[SOURCE MATERIAL]
"""

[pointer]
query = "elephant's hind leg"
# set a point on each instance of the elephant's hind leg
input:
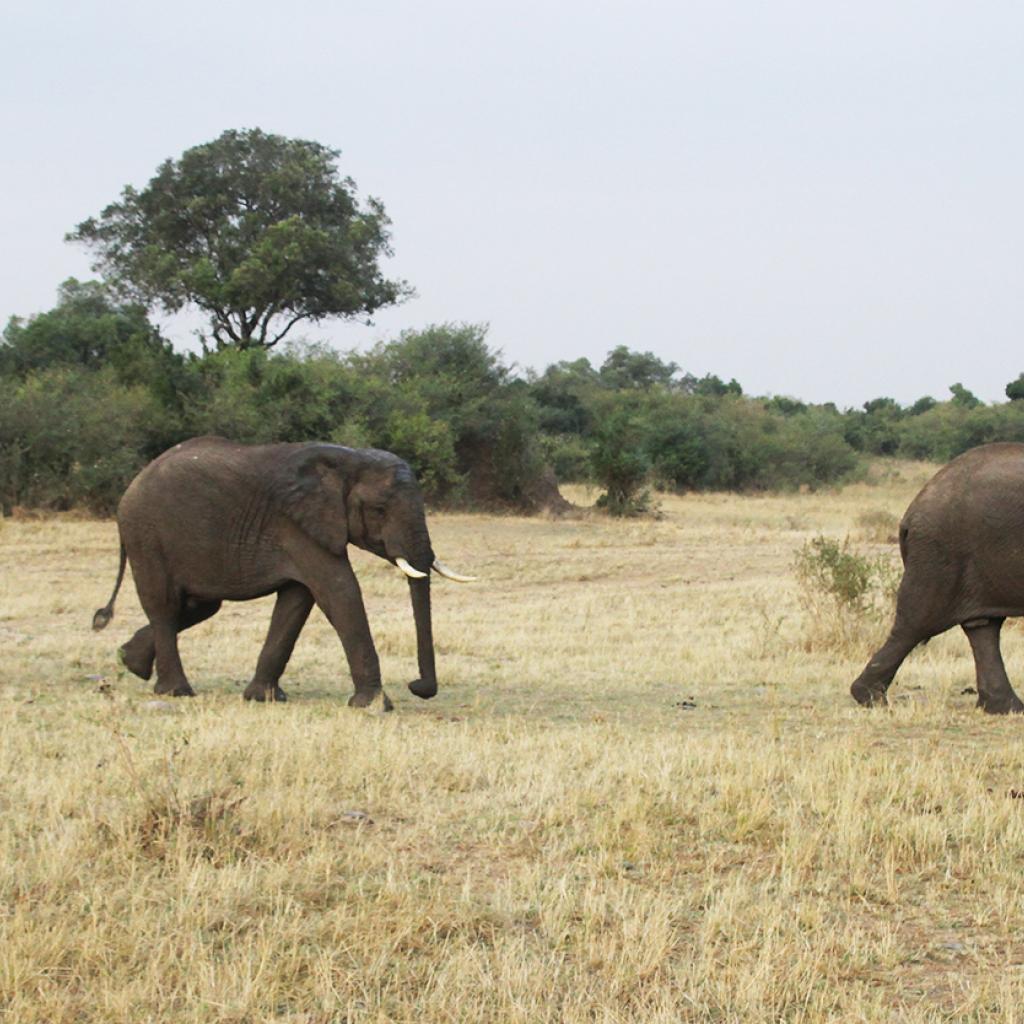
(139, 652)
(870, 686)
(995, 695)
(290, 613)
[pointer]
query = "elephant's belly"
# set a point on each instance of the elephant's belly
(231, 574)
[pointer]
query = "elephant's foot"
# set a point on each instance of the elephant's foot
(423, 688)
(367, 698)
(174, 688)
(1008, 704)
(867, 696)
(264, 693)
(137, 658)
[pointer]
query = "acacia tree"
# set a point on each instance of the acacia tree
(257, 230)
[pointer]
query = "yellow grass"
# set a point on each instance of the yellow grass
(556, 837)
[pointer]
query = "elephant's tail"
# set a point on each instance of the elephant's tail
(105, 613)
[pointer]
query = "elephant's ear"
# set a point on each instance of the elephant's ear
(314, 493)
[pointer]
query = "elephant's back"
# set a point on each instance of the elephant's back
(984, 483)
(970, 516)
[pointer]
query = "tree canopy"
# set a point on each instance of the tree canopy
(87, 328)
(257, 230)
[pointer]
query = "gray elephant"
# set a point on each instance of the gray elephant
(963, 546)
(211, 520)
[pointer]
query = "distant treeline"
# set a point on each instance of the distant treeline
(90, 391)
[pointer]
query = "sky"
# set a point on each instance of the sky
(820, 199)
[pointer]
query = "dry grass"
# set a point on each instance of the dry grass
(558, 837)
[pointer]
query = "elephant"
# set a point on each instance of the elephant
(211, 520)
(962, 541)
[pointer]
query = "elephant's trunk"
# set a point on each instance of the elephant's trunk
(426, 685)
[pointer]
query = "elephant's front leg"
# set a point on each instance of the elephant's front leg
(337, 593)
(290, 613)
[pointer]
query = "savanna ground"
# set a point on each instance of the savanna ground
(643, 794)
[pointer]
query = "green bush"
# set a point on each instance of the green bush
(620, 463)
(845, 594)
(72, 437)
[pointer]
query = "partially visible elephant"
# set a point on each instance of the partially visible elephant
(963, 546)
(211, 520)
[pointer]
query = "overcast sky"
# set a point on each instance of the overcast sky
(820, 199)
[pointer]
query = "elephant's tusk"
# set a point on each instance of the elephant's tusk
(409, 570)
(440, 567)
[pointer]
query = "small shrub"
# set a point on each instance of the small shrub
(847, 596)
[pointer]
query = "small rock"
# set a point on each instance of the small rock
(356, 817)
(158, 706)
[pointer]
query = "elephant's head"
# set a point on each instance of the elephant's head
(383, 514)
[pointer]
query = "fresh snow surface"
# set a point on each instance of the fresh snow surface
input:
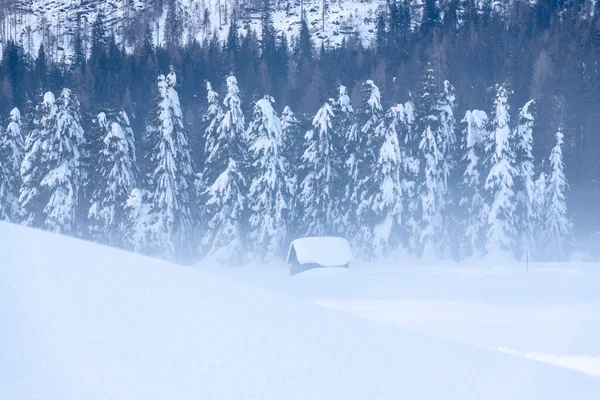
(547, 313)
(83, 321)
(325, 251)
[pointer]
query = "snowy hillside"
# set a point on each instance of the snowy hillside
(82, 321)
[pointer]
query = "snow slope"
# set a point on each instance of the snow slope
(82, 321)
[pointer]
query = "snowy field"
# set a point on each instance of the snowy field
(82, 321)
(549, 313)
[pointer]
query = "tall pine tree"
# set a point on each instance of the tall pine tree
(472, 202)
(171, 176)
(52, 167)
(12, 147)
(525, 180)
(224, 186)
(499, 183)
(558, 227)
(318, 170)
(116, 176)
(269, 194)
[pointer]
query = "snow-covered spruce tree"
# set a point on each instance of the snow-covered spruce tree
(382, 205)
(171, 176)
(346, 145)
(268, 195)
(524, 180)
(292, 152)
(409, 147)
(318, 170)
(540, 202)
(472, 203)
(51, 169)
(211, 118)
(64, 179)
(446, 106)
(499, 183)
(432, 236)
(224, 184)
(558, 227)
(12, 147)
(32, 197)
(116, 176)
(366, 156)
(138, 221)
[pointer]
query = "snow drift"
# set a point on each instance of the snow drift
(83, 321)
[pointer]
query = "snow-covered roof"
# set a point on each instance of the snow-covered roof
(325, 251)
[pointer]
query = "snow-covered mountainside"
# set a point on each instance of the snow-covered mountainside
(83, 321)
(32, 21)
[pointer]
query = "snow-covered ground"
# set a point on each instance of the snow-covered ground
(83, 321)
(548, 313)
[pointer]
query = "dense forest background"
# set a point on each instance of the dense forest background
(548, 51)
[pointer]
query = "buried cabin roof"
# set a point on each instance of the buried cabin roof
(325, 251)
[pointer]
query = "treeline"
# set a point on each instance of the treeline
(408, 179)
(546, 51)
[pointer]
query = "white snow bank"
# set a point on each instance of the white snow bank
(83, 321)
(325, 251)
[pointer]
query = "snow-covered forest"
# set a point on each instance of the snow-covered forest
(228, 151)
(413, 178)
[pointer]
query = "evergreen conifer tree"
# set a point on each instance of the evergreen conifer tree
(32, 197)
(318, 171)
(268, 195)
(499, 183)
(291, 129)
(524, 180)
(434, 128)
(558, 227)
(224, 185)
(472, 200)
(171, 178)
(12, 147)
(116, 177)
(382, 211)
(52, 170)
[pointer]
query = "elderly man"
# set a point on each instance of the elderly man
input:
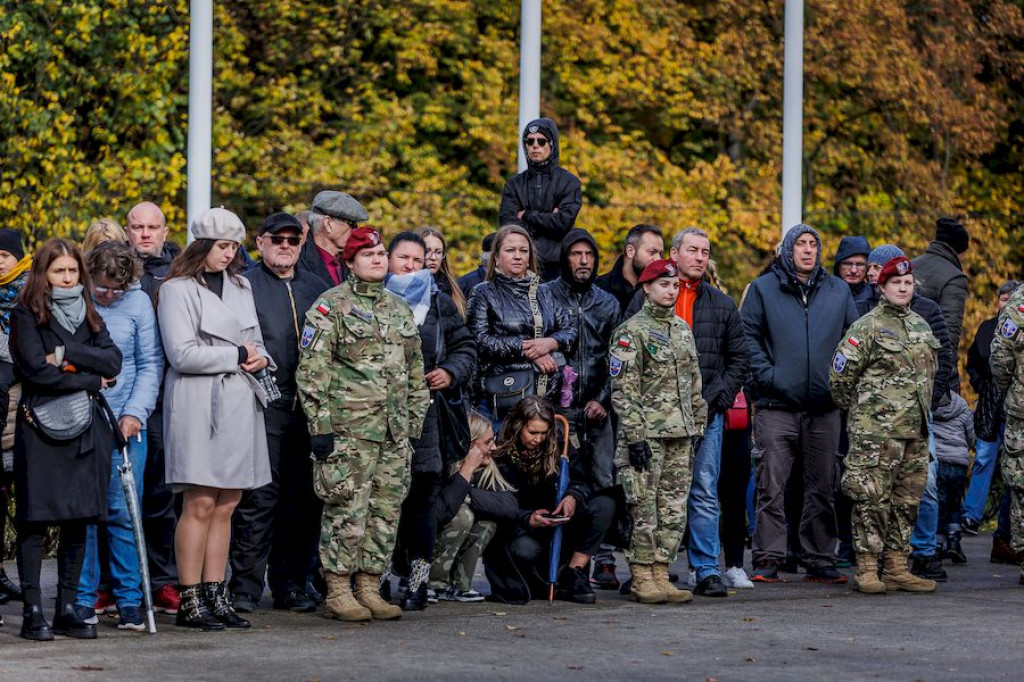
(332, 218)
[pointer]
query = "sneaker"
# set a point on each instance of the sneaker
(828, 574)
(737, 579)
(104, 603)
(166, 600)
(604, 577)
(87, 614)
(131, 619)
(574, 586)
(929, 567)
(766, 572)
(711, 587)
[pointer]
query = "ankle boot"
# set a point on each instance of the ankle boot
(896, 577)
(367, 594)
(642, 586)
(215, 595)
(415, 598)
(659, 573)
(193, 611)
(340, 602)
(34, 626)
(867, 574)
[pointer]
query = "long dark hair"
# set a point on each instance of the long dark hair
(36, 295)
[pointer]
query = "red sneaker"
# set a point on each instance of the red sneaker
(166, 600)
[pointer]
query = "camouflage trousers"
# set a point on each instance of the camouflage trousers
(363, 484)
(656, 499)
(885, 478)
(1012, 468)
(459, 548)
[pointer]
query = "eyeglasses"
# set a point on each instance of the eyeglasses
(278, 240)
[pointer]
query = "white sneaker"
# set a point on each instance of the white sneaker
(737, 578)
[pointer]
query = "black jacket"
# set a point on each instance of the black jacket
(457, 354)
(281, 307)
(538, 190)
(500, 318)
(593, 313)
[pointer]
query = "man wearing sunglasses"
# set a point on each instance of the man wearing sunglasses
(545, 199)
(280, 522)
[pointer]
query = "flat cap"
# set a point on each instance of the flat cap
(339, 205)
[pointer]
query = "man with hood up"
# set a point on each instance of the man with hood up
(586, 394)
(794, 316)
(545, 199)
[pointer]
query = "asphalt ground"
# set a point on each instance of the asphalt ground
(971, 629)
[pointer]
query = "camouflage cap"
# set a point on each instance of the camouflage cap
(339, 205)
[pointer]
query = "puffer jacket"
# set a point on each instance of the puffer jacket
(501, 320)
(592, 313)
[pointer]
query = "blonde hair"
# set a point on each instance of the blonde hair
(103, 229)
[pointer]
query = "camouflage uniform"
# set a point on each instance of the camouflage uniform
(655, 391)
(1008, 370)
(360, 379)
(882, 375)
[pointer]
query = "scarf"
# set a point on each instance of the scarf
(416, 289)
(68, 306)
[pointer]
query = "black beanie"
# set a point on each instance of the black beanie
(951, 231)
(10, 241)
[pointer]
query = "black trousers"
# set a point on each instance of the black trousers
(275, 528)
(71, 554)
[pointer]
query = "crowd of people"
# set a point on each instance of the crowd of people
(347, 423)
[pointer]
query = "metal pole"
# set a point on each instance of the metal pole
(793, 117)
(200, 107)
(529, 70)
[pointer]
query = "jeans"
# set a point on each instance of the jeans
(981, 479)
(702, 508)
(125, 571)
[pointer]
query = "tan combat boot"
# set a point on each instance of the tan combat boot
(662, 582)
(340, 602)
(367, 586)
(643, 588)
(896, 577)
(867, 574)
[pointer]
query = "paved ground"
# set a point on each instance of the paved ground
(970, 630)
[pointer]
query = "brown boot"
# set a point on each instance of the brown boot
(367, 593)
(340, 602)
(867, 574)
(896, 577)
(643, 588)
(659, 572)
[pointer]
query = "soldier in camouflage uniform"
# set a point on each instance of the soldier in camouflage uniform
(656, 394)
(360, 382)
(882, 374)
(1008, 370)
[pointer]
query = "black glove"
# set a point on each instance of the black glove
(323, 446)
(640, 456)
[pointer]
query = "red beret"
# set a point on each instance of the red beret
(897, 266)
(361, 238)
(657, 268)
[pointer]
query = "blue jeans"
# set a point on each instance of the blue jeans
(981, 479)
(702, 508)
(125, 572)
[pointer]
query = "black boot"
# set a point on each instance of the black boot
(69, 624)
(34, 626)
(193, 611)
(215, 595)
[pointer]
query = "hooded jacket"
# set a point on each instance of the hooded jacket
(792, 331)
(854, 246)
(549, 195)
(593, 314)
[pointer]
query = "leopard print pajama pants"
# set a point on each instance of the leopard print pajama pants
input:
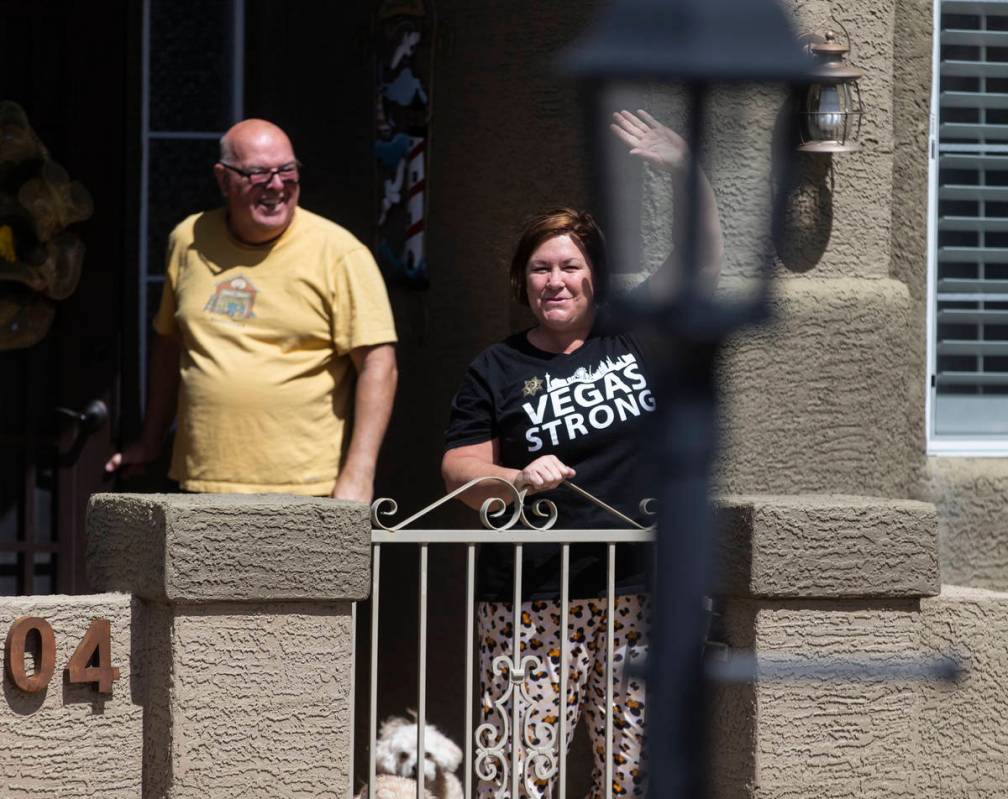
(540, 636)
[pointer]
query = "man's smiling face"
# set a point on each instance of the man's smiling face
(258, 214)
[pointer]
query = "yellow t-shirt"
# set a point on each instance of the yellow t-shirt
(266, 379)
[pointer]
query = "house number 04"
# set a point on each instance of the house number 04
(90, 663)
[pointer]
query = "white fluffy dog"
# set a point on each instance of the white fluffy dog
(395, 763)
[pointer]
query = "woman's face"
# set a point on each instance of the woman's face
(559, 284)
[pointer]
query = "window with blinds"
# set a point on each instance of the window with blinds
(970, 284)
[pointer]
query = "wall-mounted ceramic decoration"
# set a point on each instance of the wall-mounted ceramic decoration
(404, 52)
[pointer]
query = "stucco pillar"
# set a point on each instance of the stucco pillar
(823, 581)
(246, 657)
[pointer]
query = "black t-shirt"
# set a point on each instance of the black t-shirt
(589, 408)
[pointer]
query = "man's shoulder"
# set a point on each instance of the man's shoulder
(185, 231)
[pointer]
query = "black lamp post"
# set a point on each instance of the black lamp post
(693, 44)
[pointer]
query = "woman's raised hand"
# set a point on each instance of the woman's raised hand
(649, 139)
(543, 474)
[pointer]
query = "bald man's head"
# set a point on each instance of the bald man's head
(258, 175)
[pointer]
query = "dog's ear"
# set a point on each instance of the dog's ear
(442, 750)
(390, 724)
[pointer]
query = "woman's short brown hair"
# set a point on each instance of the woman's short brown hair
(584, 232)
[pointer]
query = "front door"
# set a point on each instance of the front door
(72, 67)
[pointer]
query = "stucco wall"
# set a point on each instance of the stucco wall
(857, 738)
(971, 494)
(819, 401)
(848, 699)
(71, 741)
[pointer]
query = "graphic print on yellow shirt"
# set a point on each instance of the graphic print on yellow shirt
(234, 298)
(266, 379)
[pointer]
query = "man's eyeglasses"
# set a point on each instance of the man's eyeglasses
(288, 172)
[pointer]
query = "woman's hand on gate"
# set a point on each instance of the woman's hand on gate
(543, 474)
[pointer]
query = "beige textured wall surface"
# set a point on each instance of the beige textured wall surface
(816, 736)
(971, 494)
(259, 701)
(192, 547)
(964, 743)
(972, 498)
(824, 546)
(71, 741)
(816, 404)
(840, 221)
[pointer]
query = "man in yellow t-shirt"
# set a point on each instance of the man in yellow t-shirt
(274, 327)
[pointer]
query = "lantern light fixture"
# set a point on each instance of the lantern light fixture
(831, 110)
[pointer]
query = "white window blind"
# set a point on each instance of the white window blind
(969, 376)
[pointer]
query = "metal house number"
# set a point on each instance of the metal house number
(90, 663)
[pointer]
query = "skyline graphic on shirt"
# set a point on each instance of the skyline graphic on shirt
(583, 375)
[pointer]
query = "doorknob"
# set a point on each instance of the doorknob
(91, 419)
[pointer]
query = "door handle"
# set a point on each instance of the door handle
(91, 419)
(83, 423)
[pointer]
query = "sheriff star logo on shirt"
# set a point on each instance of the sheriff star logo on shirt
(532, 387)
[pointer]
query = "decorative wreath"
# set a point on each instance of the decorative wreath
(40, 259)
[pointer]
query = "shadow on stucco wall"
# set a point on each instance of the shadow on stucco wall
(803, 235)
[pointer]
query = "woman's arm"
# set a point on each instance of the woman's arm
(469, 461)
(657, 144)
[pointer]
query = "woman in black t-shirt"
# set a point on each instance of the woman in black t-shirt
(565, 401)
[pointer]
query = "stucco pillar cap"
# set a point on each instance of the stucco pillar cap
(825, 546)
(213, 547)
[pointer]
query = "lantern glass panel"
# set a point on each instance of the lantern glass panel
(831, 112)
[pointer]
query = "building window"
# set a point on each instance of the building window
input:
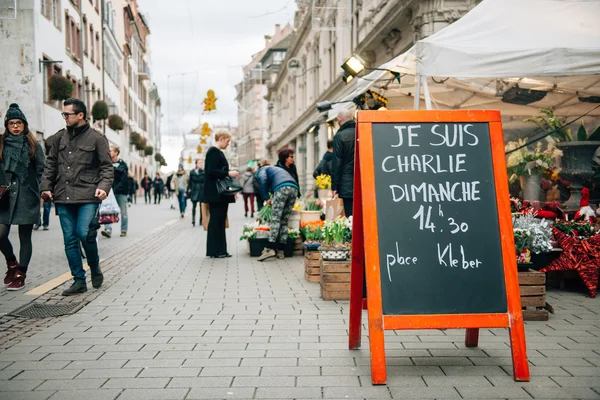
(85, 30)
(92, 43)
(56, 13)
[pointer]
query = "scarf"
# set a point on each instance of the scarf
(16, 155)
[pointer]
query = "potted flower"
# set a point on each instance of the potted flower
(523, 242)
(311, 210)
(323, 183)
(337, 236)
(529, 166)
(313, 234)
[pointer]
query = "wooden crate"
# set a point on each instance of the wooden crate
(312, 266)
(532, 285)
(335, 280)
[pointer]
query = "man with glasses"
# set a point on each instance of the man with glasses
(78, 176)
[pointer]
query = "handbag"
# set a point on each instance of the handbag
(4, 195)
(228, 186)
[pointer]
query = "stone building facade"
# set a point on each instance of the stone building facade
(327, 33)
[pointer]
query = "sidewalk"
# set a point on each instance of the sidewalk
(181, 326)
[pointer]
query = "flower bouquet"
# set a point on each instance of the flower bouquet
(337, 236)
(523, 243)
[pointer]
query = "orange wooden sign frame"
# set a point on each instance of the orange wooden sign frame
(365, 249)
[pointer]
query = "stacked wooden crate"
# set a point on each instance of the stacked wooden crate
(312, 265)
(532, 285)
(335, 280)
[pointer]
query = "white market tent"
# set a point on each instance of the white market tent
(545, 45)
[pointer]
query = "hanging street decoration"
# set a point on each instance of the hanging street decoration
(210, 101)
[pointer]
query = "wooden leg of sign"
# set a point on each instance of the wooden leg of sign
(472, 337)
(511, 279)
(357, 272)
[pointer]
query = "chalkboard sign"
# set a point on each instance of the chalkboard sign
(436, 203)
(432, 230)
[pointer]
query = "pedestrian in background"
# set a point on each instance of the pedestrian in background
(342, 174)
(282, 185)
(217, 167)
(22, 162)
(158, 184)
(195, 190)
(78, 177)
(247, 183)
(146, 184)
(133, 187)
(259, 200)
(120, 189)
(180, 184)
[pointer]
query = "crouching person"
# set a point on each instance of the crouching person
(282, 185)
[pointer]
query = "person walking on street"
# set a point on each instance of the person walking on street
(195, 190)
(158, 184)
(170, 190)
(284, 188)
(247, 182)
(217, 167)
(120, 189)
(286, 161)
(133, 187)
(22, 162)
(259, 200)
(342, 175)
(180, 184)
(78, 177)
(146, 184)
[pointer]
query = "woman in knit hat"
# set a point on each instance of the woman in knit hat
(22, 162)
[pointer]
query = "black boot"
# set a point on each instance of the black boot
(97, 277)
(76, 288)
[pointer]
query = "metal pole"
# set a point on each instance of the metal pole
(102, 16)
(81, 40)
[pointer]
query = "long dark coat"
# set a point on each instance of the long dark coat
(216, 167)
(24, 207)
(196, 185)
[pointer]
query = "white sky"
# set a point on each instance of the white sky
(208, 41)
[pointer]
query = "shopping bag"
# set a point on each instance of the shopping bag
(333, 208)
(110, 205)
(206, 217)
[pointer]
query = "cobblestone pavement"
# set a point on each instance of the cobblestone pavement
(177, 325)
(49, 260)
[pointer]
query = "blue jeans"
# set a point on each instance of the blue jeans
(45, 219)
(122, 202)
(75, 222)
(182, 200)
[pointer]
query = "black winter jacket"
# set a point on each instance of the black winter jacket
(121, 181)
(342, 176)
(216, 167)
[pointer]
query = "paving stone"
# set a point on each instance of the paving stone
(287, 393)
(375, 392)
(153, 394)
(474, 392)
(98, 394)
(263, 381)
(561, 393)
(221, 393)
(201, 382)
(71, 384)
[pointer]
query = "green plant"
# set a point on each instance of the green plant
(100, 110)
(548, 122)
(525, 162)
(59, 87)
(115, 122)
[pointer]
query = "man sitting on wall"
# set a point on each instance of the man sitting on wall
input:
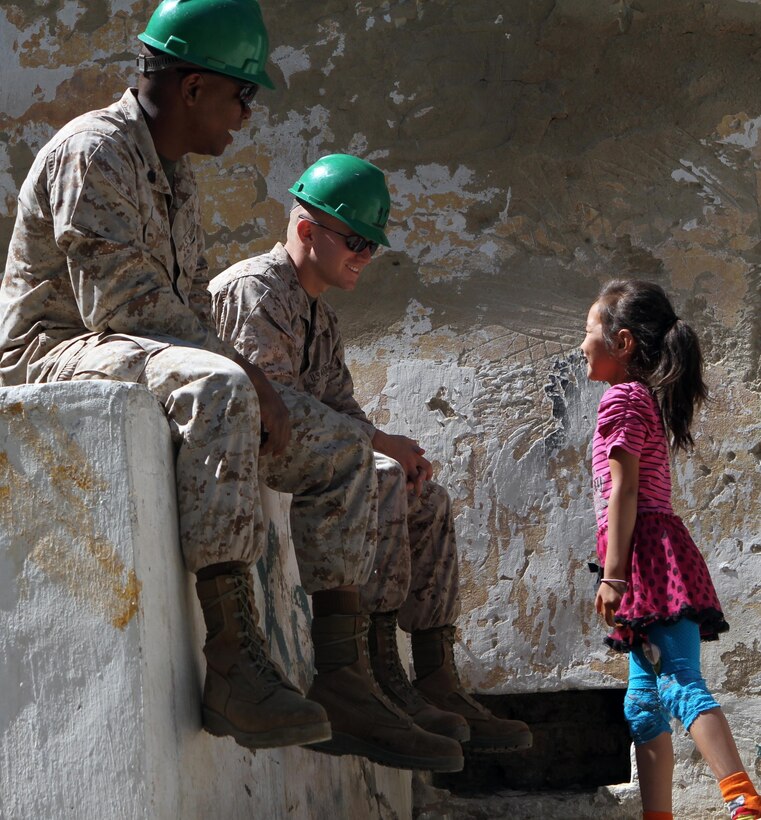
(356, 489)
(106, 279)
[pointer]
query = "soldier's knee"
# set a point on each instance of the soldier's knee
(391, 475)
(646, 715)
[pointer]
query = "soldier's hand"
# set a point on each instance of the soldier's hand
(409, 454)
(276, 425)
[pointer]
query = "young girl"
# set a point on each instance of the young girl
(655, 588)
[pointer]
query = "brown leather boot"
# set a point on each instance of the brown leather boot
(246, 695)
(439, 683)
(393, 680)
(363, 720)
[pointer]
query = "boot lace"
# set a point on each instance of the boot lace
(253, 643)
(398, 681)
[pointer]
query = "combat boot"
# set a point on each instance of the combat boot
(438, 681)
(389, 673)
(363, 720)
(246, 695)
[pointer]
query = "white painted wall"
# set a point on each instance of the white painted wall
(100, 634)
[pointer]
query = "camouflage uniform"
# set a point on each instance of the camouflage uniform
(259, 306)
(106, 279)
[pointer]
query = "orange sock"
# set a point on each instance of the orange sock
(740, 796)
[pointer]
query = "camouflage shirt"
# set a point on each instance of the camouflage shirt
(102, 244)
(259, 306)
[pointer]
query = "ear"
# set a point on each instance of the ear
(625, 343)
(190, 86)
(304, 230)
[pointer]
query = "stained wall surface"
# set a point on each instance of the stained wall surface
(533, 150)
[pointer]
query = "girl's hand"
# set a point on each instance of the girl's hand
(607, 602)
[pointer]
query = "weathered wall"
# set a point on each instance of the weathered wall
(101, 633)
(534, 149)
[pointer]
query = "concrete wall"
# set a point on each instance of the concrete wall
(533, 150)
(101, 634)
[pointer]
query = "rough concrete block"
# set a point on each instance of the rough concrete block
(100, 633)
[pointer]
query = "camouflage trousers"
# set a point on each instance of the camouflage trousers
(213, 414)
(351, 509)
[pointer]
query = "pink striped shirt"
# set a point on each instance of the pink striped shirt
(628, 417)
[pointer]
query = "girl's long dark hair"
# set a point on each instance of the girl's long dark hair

"""

[WORK INSTRUCTIONS] Count the lines in the material above that contain the string "beret", matching case exactly, and give only that number.

[REPLY TO THE EXERCISE] 2